◆ **Instructions**
(A) In the article on property buying rules for foreigners in Tyrol and Vorarlberg, how does the Austrian Federal Government define foreign nationals?
(B) Why, according to the article on property buying rules for foreigners in Tyrol and Vorarlberg, can buying property in Austria be easy for citizens of EU and EEA countries and Switzerland?

◆ **Quoted passage**
- - - -

Property buying rules for foreigners in Tyrol and Vorarlberg

While many countries have a north-south divide, Austria is often split between east and west, and it’s no different when it comes to property.

Property buying rules for foreigners in Tyrol and Vorarlberg

The west of Austria is home to the Alps and many famous ski resorts, making it a highly sought-after place to buy property – for both Austrians and foreigners.

But the popularity of this part of the country has led to skyrocketing prices and strict rules on who can and can’t buy property.

Thinking of investing in a home in Tyrol or Vorarlberg? Here’s what you need to know.

READ ALSO: EXPLAINED: The rules for buying property in Graz as a foreigner

Who is a foreigner in Austria?

Foreign nationals are defined by the Austrian Federal Government as people that do not have Austrian citizenship.

But when it comes to buying property, there are varying rules for different foreigners. This mostly depends on whether someone is from an EU country or not (rather than whether they have an Austrian passport).

Property buying rules for EU and EEA citizens in Austria

It can be easy for citizens from EU and EEA countries and Switzerland to buy property as a foreigner in Austria.

This is because these citizens are granted the same rights as Austrian nationals under EU law.

- - - -

◆ **Rows**
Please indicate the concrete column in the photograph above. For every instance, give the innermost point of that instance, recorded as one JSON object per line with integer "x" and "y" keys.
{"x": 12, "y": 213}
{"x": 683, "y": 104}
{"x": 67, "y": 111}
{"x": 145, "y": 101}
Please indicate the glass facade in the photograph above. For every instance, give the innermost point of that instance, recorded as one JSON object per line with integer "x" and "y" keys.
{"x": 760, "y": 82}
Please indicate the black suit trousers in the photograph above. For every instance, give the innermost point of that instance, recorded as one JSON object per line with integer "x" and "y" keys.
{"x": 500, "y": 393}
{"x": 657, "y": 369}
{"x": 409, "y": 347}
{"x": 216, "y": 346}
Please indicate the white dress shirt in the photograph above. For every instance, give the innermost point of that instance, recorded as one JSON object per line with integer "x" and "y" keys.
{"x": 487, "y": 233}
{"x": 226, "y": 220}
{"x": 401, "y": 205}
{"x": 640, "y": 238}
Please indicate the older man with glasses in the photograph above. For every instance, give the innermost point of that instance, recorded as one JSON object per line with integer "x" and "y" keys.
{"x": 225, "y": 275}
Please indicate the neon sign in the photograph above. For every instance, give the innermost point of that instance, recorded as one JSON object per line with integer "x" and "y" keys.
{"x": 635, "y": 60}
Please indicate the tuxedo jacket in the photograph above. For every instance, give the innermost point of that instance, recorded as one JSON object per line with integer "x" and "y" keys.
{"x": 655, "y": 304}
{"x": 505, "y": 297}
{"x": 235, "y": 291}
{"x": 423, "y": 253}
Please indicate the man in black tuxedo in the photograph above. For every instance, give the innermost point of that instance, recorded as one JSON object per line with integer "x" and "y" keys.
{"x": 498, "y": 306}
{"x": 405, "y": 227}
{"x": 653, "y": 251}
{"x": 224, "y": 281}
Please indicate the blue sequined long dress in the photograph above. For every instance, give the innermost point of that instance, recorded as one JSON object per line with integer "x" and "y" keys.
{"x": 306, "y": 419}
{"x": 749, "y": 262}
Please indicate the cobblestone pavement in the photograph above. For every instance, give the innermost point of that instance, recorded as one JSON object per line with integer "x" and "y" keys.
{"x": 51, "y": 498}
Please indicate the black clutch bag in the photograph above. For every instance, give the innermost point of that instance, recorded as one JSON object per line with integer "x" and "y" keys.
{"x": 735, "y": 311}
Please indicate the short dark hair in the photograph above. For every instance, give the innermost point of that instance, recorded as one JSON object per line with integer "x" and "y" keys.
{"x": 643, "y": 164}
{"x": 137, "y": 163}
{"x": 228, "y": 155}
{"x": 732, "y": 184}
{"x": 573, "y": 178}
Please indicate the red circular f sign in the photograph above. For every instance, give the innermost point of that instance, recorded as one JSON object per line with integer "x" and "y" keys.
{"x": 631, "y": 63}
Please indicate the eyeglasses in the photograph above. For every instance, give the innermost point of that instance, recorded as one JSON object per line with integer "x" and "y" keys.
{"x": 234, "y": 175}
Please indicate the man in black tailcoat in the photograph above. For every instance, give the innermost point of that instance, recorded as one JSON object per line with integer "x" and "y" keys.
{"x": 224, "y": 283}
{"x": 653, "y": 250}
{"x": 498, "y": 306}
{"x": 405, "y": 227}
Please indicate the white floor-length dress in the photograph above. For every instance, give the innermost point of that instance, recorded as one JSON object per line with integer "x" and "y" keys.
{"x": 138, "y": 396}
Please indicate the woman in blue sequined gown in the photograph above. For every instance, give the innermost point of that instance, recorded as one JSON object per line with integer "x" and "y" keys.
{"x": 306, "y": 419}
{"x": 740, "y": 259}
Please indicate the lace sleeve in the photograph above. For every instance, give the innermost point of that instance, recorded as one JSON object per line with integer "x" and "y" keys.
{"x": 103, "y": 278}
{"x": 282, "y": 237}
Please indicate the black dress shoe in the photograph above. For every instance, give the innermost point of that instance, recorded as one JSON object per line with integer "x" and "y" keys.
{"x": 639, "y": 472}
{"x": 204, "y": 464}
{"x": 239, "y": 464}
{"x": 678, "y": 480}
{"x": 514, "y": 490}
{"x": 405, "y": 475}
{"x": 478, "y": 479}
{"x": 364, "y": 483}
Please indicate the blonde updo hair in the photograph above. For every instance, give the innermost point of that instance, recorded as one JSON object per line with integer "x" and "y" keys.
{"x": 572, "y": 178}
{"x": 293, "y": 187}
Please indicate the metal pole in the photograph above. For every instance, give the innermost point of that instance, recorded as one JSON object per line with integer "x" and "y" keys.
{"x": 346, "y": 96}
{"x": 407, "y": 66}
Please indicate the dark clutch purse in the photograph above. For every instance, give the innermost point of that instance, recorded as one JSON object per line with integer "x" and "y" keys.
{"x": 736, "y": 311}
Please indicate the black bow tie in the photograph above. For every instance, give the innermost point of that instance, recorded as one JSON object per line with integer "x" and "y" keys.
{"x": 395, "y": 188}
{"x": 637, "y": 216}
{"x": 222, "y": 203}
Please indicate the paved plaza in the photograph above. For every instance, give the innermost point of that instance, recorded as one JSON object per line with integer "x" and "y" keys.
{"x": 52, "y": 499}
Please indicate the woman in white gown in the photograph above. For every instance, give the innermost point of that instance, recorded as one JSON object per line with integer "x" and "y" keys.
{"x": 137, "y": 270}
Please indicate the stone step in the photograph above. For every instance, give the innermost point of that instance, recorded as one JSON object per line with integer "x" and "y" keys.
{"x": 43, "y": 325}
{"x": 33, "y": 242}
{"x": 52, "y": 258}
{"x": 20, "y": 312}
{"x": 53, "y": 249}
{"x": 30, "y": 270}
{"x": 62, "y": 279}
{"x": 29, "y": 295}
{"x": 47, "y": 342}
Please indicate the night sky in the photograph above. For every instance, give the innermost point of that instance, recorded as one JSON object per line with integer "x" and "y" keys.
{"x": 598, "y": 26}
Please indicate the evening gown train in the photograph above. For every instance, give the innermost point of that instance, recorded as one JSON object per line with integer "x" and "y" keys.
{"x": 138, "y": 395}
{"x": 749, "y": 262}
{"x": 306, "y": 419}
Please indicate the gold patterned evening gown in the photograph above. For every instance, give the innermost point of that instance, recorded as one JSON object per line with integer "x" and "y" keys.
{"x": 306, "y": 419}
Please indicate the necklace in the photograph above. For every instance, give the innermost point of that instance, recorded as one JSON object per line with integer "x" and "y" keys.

- - - -

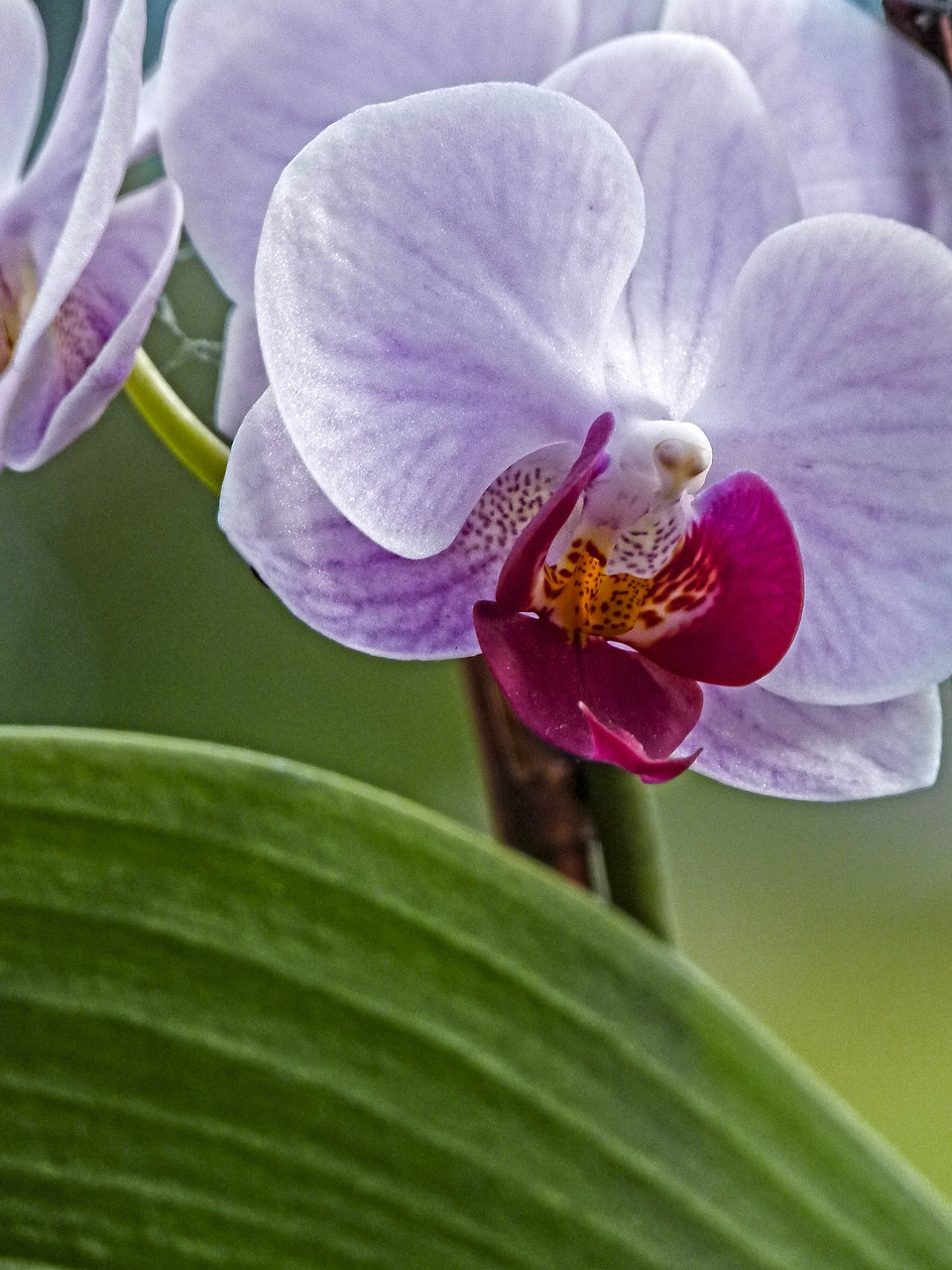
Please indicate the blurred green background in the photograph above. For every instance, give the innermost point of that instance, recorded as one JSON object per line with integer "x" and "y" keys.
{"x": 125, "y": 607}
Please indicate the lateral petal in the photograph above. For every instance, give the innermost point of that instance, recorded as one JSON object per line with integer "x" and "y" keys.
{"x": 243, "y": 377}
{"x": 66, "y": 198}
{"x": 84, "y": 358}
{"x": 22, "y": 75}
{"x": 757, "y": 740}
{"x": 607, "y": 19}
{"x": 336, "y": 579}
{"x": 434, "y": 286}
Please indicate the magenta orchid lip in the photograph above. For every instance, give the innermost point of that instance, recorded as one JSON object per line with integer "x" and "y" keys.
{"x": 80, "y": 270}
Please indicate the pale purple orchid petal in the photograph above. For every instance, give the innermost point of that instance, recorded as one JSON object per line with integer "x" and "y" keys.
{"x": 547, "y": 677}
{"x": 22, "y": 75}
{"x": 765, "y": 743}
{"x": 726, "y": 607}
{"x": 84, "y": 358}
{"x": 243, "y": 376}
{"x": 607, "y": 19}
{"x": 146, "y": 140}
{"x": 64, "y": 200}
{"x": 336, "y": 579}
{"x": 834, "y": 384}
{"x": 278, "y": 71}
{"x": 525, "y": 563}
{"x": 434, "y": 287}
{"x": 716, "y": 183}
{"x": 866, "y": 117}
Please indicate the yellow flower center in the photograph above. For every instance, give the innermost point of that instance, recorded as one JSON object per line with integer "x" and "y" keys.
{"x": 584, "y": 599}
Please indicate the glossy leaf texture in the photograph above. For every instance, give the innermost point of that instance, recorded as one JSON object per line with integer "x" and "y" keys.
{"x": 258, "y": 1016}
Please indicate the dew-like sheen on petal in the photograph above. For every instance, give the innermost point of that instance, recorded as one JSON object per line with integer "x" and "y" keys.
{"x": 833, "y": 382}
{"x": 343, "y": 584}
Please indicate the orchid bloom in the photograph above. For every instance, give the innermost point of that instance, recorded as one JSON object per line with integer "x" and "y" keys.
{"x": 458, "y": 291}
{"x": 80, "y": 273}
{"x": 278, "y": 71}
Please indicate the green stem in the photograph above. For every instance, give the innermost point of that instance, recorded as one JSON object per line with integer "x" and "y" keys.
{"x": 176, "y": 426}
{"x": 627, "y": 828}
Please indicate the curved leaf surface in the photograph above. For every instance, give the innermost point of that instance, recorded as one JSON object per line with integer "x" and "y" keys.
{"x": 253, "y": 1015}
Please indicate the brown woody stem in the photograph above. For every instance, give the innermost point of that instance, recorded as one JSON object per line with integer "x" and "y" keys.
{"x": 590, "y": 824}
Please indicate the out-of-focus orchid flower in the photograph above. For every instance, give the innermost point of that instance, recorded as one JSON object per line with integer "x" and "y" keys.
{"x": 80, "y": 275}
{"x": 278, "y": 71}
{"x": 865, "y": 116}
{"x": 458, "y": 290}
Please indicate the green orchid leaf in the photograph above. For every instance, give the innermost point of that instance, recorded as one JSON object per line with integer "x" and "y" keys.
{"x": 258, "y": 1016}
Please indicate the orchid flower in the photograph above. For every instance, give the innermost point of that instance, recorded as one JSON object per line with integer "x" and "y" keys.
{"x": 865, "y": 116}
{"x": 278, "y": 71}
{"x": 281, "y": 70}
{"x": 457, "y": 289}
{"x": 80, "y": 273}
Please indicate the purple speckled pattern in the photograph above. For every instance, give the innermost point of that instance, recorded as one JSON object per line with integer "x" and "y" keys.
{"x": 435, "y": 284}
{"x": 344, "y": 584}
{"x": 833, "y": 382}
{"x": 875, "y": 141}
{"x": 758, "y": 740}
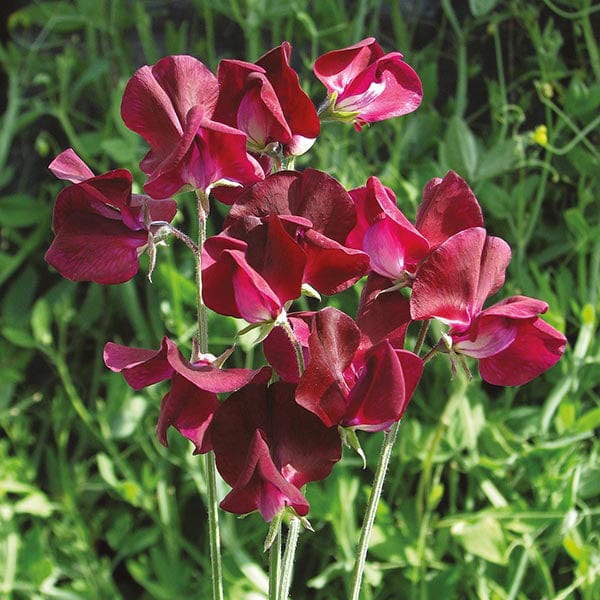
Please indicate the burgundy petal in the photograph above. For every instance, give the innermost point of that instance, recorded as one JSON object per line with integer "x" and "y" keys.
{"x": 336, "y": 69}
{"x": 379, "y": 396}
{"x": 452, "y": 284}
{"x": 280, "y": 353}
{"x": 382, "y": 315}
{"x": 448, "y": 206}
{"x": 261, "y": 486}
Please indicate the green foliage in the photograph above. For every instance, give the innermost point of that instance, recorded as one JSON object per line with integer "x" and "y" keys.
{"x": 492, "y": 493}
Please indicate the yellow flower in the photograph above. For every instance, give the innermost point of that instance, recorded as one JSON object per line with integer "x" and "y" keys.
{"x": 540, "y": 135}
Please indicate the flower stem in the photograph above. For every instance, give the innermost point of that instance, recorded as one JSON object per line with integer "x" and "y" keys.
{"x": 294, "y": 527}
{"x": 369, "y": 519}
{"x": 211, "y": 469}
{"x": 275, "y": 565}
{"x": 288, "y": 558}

- - - -

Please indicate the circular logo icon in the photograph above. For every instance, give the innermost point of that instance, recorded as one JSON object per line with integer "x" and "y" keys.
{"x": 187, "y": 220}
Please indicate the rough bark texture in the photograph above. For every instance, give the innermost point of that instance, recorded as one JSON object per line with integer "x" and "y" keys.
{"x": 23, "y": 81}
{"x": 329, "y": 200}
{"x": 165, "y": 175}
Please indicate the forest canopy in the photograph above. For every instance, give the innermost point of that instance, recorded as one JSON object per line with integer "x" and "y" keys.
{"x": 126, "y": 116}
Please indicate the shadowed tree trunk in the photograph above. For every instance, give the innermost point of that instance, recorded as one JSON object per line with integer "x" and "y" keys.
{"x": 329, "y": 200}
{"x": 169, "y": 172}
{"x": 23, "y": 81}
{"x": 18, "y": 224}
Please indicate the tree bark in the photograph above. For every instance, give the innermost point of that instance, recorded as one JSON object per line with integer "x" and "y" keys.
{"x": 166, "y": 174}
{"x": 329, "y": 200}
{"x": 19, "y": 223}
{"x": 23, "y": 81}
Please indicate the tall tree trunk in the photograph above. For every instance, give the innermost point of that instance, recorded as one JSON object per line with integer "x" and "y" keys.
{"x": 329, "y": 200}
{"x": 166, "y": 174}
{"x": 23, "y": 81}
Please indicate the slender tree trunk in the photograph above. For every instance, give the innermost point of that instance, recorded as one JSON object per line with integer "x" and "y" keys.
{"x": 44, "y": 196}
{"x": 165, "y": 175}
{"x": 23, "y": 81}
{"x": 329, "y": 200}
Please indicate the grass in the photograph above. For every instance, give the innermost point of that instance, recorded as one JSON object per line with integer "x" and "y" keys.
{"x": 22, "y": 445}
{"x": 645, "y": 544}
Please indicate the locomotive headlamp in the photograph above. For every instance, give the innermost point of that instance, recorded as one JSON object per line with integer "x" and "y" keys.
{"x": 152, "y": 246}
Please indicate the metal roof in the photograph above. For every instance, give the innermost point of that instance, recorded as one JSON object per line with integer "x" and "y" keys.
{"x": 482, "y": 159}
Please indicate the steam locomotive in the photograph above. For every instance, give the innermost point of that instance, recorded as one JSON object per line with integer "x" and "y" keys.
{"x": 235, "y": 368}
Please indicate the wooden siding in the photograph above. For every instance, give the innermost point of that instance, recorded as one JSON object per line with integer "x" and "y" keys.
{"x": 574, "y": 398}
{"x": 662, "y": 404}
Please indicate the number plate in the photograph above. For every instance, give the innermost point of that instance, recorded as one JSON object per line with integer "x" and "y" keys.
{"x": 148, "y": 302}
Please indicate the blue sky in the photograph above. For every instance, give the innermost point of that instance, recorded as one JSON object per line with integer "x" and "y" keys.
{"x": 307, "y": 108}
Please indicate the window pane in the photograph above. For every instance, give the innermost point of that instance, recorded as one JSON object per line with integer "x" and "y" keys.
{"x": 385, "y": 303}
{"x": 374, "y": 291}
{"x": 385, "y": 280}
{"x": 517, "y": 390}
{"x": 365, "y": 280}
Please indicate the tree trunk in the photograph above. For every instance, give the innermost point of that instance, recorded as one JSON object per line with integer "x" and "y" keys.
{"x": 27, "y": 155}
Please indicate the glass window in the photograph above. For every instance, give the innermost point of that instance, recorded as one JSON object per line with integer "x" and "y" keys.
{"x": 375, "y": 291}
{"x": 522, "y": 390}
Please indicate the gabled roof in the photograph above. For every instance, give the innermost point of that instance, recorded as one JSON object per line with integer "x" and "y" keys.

- - - -

◆ **The replies**
(A) As people who do not have Austrian citizenship.

(B) Under EU law, these citizens have the same rights as Austrian nationals, so buying property can be easy for them.